-- Provided text --
- Opening Delimiter -

Lazarchic, a native of Ohio, moved to Richmond 20 years ago in a job with Figgie International Inc. When the company moved away, he stayed here, and 12 years ago opened a commercial lawn-maintenance company, James River Grounds Management.

The company prospered. It partnered with James River Nursery, opened offices in Virginia Beach and Charlottesville, and last year pulled in $5 million in revenue.

But a few years ago, Lazarchic says, he realized something was missing. "I needed something else to sort of get into as a hobby," he says.

He'd always liked growing things, he says — why not grapes? And his mother-in-law had already gotten him into winemaking years earlier. He plunged ahead, taking a part-time job at Lake Anna Winery and researching other vineyards. Three years ago, he started his own crop of grapes on the 10 acres of land where his company was located, near the Family Golf Center just north of Richmond.

"We drank most of the first crop," he says, half-joking. There was hard work, too. Lazarchic credits former landscaping employees, Ann Kiernan, who organized his legal matters, and James Batterson, who ran production. Brad McCarthy, a winemaker at White Hall Vineyard in Charlottesville, served as a consultant.

Last May, Lazarchic received the federal permits he needed — and the approval of Virginia's ABC. With the approvals, the wine press, the necessary 500-gallon, stainless-steel containers with cooling jackets and the labels, he bottled his first wine for selling about a month ago.

Now he's ready for business, he says. And, oh yeah, a party.

- Closing Delimiter -

(Point-per-instance localization data)
- Opening Delimiter -

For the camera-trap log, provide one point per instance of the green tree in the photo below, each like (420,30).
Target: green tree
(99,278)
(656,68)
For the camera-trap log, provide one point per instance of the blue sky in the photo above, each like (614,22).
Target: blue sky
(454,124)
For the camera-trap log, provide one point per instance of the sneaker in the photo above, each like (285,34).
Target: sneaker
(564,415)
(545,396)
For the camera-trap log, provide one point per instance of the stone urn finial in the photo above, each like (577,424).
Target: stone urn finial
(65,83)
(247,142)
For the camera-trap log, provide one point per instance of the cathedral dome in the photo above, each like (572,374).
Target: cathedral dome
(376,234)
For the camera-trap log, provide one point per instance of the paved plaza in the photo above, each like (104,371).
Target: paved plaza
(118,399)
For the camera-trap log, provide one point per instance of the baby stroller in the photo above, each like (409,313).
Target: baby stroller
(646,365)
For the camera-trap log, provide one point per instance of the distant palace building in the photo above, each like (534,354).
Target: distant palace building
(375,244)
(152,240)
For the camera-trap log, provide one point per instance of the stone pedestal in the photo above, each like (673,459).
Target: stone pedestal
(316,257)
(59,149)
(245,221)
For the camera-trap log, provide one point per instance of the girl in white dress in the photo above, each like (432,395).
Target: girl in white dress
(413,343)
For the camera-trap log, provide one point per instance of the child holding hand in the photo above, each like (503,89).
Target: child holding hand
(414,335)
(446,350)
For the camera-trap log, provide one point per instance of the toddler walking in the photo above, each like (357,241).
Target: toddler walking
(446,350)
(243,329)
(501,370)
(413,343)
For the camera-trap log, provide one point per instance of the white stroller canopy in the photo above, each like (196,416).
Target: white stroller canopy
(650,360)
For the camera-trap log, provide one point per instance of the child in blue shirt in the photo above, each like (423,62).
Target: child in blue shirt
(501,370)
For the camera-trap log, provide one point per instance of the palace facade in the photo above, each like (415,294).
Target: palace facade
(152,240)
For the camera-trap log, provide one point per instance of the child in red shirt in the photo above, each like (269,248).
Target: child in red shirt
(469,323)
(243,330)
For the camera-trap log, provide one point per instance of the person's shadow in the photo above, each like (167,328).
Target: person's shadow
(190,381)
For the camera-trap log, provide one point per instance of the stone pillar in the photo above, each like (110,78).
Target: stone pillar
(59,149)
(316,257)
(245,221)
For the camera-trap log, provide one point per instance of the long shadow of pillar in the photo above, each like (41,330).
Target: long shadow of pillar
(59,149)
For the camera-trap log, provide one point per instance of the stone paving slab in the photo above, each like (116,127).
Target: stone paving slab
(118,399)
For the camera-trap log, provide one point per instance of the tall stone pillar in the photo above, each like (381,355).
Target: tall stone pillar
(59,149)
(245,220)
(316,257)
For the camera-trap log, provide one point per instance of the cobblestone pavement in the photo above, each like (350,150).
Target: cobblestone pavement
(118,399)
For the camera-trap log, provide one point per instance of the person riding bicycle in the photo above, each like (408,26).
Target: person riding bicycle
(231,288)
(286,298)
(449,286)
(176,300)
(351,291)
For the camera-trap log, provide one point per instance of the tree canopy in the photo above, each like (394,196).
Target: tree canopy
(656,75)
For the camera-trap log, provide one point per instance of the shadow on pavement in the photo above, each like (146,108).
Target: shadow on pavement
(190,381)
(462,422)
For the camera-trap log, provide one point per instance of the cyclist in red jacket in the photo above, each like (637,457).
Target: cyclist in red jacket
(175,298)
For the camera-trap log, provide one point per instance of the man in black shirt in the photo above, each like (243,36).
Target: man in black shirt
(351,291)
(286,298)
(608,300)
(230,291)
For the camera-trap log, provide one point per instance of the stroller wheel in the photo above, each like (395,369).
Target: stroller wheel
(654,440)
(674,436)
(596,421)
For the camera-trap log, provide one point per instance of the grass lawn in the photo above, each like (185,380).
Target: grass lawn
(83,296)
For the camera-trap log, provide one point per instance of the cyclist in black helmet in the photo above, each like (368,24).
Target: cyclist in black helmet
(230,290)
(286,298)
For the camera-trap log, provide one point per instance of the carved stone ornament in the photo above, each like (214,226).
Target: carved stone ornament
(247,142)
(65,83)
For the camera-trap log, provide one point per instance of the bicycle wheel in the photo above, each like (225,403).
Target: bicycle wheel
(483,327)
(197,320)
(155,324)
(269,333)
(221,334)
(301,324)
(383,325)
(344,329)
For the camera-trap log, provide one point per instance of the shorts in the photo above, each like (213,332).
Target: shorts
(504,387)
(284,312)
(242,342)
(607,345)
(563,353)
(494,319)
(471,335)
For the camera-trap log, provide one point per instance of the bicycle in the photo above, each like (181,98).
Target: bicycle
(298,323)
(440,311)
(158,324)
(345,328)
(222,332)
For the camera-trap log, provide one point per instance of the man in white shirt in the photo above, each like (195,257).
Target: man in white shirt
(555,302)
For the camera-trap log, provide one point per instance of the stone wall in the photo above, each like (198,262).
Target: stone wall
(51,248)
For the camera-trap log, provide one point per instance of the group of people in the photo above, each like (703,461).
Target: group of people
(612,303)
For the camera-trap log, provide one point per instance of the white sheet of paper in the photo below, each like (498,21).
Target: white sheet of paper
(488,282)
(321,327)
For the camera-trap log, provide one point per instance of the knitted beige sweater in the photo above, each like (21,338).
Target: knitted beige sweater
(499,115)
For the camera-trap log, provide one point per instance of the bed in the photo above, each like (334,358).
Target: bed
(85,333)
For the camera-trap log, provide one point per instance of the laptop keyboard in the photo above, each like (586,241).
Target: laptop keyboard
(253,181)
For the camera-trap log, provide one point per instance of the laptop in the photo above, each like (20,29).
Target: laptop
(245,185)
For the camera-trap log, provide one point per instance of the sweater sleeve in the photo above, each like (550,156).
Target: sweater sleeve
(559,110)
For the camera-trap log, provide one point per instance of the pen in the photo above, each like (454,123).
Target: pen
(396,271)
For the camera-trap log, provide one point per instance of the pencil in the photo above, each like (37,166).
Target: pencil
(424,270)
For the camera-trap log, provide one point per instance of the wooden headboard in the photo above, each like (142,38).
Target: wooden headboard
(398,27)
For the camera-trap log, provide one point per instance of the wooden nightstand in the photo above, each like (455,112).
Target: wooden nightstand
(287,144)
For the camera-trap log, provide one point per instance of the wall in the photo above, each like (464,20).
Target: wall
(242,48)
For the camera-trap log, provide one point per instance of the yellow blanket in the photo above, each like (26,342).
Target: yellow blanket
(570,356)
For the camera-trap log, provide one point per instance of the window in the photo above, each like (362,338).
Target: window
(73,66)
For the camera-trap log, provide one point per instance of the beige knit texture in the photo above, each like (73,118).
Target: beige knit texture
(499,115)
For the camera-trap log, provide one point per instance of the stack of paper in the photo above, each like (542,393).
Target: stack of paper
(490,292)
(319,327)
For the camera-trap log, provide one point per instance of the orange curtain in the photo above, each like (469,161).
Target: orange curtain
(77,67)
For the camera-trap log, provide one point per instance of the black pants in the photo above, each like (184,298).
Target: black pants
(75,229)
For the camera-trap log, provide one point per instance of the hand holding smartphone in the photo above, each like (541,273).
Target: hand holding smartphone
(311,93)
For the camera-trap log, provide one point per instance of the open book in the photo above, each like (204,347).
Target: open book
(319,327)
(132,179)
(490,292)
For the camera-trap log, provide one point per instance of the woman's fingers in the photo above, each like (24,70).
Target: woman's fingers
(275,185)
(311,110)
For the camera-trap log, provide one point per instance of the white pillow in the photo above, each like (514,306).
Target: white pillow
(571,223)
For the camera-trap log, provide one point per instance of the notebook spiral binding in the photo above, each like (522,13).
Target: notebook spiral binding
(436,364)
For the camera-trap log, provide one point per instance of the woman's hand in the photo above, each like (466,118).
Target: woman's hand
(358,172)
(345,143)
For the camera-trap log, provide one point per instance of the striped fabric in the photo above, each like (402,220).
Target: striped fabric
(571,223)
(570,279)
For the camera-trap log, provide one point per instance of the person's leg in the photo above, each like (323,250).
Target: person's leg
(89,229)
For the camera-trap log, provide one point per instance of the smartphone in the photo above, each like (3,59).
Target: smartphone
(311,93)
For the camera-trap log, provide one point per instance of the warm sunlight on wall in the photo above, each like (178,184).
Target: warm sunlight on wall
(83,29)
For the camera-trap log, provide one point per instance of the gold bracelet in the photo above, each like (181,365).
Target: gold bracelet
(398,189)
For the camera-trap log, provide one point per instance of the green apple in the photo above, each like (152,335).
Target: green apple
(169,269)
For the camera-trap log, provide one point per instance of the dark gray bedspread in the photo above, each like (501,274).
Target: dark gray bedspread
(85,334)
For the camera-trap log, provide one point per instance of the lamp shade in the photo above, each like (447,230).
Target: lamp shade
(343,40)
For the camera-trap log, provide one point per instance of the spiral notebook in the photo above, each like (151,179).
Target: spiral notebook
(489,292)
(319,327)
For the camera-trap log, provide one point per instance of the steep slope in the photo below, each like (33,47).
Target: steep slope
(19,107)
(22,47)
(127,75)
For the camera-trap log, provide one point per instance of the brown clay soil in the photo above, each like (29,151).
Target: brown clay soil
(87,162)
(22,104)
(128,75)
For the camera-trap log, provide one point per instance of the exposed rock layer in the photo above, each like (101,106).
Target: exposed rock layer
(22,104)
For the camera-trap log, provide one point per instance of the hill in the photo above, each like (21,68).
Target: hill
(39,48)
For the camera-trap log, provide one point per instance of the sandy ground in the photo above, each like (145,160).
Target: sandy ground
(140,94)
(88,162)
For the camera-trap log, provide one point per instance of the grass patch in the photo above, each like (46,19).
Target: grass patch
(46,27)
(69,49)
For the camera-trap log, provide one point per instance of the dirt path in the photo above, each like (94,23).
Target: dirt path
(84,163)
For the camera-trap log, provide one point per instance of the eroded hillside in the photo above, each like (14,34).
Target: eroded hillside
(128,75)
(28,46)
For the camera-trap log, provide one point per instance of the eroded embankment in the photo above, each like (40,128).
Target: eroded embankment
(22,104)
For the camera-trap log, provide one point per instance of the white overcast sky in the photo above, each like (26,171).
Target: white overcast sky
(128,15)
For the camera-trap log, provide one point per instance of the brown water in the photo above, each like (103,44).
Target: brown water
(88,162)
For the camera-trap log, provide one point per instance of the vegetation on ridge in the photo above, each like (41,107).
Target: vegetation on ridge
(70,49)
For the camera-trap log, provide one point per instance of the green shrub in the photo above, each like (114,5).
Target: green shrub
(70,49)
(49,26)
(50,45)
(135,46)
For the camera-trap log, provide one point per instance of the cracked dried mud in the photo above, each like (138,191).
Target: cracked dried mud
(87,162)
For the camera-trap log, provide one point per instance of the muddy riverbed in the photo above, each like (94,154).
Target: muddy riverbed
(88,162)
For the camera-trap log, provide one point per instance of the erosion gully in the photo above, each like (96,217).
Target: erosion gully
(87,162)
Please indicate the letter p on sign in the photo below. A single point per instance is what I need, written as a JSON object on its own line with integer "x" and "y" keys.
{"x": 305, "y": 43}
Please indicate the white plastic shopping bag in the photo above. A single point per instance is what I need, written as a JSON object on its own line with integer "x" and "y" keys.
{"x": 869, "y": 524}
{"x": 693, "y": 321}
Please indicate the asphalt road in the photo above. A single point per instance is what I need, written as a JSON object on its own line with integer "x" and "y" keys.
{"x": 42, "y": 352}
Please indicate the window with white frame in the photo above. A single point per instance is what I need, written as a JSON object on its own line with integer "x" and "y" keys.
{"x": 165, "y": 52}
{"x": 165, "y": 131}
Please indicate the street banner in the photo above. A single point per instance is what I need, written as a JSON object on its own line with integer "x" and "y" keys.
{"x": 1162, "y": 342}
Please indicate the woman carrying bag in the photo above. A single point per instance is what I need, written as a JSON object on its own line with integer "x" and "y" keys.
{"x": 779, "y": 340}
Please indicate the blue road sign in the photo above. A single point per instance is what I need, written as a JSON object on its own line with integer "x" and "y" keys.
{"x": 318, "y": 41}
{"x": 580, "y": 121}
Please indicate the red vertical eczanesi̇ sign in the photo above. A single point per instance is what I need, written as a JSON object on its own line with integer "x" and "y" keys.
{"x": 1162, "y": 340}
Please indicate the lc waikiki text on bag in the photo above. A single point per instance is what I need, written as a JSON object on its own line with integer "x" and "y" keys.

- Closing Delimiter -

Reproduce verbatim the passage of the winery text starting with "He'd always liked" and going on through "north of Richmond.".

-- Solved problem --
He'd always liked growing things, he says — why not grapes? And his mother-in-law had already gotten him into winemaking years earlier. He plunged ahead, taking a part-time job at Lake Anna Winery and researching other vineyards. Three years ago, he started his own crop of grapes on the 10 acres of land where his company was located, near the Family Golf Center just north of Richmond.